## Collected data
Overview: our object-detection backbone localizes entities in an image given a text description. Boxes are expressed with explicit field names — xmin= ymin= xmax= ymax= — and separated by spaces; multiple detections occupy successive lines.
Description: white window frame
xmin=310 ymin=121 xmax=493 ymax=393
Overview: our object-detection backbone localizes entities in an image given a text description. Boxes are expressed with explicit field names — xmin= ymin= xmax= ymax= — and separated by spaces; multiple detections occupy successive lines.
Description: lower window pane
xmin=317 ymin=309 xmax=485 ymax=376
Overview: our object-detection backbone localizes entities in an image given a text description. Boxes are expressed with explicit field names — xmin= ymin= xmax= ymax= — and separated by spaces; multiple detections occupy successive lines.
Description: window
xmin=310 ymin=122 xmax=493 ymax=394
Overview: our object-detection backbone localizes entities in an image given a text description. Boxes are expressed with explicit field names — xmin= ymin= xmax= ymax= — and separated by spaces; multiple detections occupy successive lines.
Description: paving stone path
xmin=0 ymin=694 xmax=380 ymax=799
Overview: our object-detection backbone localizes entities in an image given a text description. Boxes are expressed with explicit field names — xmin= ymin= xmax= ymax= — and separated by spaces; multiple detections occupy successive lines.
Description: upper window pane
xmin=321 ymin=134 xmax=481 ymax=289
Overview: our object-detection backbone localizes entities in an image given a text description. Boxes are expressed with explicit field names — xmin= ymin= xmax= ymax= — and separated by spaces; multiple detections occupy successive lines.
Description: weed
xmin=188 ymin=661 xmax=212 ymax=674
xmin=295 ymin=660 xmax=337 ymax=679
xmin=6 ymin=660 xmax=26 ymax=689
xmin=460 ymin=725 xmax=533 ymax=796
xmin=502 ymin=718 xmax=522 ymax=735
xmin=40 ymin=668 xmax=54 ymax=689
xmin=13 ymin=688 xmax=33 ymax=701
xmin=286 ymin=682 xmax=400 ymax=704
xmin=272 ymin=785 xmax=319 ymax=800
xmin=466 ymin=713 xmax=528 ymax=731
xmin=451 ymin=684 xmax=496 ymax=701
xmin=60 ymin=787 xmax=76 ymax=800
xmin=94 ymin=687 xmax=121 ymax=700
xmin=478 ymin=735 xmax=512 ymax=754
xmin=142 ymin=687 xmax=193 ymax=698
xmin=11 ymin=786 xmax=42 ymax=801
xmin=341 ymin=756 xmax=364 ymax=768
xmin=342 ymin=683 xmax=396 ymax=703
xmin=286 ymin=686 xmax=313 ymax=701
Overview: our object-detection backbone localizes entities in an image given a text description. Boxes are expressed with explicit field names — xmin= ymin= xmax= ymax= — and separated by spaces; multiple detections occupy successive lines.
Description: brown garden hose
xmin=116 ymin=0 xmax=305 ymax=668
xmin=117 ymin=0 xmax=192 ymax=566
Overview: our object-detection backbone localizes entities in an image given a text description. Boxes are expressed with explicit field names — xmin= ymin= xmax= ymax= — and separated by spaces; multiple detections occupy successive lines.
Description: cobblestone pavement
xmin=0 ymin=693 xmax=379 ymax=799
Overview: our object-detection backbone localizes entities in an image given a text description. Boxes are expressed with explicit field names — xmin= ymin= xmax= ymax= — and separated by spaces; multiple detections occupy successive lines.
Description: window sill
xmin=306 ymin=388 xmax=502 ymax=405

## Exercise objective
Each record above, from first to last, should be written out again exactly.

## Result below
Overview: our object-detection backbone localizes entities in an image given a text description. Boxes are expressed with explicit field names — xmin= ymin= xmax= ymax= — and separated by spaces; multiple detections occupy successive lines.
Description: white window frame
xmin=310 ymin=121 xmax=493 ymax=393
Overview: our object-detection backbone localizes entities in an image given a text description. Boxes are expressed with explicit field names — xmin= ymin= xmax= ymax= — and separated by spaces; multiple detections occupy successive lines.
Description: lower window pane
xmin=317 ymin=309 xmax=485 ymax=376
Overview: our object-detection backbone localizes entities in an image given a text description. Boxes are expressed with explicit field names — xmin= ymin= xmax= ymax= — and separated by spaces; multiple detections occupy successive lines.
Description: window
xmin=310 ymin=122 xmax=493 ymax=394
Overview: our object-detection backbone localizes entities in an image given a text description. Boxes are expressed with explicit field names — xmin= ymin= xmax= ymax= — and separated by spaces; multiple detections occupy successive lines.
Description: paving stone path
xmin=0 ymin=694 xmax=380 ymax=799
Overview: our object-detection backbone localizes entities in an image given a text description. Boxes are expressed with explicit field names — xmin= ymin= xmax= ymax= — and separated by spaces; multiple detections occupy successive lines.
Description: upper window pane
xmin=321 ymin=134 xmax=481 ymax=289
Overview: our object-detection backbone localizes entities in an image given a text description. Boxes are expressed with explicit field names — xmin= ymin= xmax= ymax= — and separated by spaces; multiple detections occupy successive lines.
Description: weed
xmin=188 ymin=661 xmax=212 ymax=674
xmin=295 ymin=660 xmax=337 ymax=679
xmin=6 ymin=660 xmax=26 ymax=689
xmin=460 ymin=725 xmax=533 ymax=796
xmin=502 ymin=718 xmax=522 ymax=735
xmin=40 ymin=668 xmax=54 ymax=689
xmin=13 ymin=688 xmax=33 ymax=701
xmin=286 ymin=682 xmax=400 ymax=704
xmin=272 ymin=785 xmax=319 ymax=800
xmin=466 ymin=713 xmax=528 ymax=731
xmin=451 ymin=684 xmax=496 ymax=701
xmin=60 ymin=787 xmax=76 ymax=800
xmin=94 ymin=687 xmax=121 ymax=700
xmin=478 ymin=735 xmax=512 ymax=754
xmin=142 ymin=687 xmax=193 ymax=698
xmin=11 ymin=786 xmax=42 ymax=801
xmin=341 ymin=756 xmax=364 ymax=768
xmin=342 ymin=683 xmax=396 ymax=703
xmin=286 ymin=686 xmax=313 ymax=701
Overview: our object-detection backbone localizes entities in an image given a text description. Boxes are expressed with explicit field names — xmin= ymin= xmax= ymax= — and separated by spaces; multiple detections occupy successive lines.
Description: brown garden hose
xmin=116 ymin=0 xmax=305 ymax=668
xmin=117 ymin=0 xmax=192 ymax=566
Overview: our object-detection backbone localizes entities in an image given a text description. Boxes are expressed with explicit field names — xmin= ymin= xmax= ymax= — and separated by spaces; multiple detections occupy successive lines.
Description: cobblestone pavement
xmin=0 ymin=693 xmax=379 ymax=799
Overview: our object-detection backbone localizes entities in an image given a text description. Boxes are expressed with explicit field names — xmin= ymin= xmax= ymax= — and separated by spaces; multiple detections occupy successive lines.
Description: window sill
xmin=306 ymin=388 xmax=502 ymax=405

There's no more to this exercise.